- SHORT TASK -
Copy out word for word the lines starting with the one that contains "the microphone cable." and continuing through the one that contains "[387,310,434,327]", including both of those lines.

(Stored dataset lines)
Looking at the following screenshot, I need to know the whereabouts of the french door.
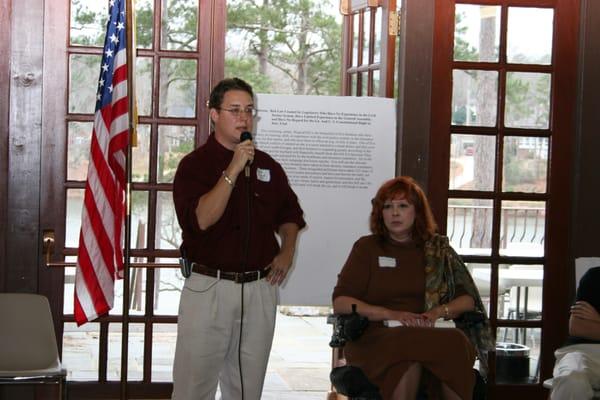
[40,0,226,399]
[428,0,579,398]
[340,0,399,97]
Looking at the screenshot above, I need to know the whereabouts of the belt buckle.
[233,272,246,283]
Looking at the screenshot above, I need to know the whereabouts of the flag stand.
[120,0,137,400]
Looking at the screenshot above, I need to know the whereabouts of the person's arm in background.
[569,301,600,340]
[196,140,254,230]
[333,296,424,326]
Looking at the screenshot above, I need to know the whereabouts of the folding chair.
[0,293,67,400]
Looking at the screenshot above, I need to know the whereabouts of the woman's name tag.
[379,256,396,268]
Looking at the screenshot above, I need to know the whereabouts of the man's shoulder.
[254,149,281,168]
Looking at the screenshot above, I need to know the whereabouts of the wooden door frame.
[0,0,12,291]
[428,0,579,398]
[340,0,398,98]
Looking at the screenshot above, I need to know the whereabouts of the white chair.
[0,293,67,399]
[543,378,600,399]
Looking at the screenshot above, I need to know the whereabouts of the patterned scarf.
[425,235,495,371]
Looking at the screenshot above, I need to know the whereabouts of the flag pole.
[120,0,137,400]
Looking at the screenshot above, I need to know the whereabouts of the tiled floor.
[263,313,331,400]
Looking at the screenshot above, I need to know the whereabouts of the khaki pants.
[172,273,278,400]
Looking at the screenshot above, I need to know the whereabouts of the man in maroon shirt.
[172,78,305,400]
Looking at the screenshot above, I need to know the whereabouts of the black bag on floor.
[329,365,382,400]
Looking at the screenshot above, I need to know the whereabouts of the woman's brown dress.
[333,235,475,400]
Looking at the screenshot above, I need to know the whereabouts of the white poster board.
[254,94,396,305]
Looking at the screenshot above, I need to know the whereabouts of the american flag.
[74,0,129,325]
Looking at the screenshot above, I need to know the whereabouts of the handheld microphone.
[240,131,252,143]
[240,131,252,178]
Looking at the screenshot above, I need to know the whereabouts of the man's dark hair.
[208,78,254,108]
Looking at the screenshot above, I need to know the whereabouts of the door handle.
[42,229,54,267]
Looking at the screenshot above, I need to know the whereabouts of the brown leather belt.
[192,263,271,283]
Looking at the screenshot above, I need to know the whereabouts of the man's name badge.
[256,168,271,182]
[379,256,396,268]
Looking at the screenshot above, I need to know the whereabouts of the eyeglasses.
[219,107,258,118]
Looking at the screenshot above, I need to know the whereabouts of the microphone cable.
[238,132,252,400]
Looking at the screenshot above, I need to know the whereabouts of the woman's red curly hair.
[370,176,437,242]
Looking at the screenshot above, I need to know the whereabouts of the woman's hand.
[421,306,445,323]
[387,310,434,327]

==

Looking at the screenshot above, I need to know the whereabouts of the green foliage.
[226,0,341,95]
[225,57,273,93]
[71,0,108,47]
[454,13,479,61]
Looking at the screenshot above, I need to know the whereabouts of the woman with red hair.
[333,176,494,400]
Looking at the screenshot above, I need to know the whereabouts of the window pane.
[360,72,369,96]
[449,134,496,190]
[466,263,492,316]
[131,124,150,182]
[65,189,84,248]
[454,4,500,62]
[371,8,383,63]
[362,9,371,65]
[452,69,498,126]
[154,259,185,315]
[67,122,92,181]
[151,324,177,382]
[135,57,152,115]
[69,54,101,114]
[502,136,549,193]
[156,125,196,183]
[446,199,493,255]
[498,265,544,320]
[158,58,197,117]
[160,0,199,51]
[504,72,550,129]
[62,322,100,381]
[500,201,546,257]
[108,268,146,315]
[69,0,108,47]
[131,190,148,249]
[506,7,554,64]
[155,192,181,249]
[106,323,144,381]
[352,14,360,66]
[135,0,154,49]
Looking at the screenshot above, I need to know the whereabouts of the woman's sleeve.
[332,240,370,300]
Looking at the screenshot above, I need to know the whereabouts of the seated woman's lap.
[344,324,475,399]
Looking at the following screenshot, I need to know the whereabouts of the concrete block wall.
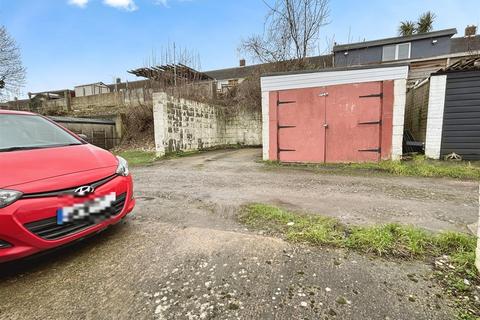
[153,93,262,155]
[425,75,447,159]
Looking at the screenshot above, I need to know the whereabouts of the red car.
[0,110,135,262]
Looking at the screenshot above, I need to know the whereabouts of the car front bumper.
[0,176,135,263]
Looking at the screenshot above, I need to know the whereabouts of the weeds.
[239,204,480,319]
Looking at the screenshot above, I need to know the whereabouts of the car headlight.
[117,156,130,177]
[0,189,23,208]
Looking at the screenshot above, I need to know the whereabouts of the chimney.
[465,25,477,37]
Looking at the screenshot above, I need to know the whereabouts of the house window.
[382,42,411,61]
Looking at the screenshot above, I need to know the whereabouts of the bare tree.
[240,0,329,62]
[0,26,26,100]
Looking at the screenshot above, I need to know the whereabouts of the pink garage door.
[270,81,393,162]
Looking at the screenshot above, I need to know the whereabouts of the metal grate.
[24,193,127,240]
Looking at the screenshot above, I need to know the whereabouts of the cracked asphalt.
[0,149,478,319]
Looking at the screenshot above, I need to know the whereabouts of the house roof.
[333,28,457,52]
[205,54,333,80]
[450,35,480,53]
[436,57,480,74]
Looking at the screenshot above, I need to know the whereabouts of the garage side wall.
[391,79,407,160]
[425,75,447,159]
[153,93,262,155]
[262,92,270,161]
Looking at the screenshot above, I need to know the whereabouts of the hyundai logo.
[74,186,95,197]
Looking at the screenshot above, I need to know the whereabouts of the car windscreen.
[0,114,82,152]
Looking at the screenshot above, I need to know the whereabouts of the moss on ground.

---

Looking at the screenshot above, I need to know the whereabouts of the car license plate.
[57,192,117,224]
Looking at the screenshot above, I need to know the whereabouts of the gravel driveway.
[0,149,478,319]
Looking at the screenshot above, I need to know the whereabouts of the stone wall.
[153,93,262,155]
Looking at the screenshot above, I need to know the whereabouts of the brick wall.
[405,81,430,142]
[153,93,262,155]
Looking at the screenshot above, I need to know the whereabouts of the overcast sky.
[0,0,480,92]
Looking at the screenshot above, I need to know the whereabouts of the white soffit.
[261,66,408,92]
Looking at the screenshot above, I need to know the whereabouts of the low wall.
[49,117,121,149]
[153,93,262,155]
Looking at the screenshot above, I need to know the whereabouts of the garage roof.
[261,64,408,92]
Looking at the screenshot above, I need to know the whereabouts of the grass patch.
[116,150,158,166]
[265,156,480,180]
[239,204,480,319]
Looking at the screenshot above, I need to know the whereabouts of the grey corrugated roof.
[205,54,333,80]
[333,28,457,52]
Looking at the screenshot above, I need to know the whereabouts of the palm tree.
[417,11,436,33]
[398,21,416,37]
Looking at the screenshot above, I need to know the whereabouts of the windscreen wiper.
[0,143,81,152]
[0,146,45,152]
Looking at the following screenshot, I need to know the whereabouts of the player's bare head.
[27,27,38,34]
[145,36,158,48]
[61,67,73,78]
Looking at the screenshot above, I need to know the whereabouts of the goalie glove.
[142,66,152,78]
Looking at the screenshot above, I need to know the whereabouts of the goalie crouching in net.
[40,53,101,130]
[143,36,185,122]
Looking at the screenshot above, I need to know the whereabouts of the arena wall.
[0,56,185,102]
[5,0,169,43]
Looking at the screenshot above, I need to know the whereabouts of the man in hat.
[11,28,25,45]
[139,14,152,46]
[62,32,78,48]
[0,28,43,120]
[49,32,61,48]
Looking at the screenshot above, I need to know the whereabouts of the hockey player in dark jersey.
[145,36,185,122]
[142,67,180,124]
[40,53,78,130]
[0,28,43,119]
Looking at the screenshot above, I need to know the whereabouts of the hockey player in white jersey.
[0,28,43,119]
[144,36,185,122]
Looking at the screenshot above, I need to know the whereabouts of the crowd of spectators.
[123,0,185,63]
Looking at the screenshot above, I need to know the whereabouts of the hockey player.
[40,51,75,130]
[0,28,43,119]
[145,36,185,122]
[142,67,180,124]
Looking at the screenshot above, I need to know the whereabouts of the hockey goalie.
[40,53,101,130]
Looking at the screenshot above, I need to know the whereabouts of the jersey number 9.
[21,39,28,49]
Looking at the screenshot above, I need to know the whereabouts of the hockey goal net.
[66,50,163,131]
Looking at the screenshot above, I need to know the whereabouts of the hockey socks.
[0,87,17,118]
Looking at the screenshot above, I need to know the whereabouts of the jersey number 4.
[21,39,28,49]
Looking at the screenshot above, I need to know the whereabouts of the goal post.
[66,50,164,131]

- ANSWER TO THE TASK -
Looking at the screenshot above, I need to know the whereabouts of the microphone cable.
[238,132,252,400]
Looking at the screenshot above, I need to know the whereabouts of the woman's red curly hair.
[370,176,437,242]
Looking at the screenshot above, I need to know the whereabouts of the woman's hand.
[421,306,445,323]
[387,310,434,327]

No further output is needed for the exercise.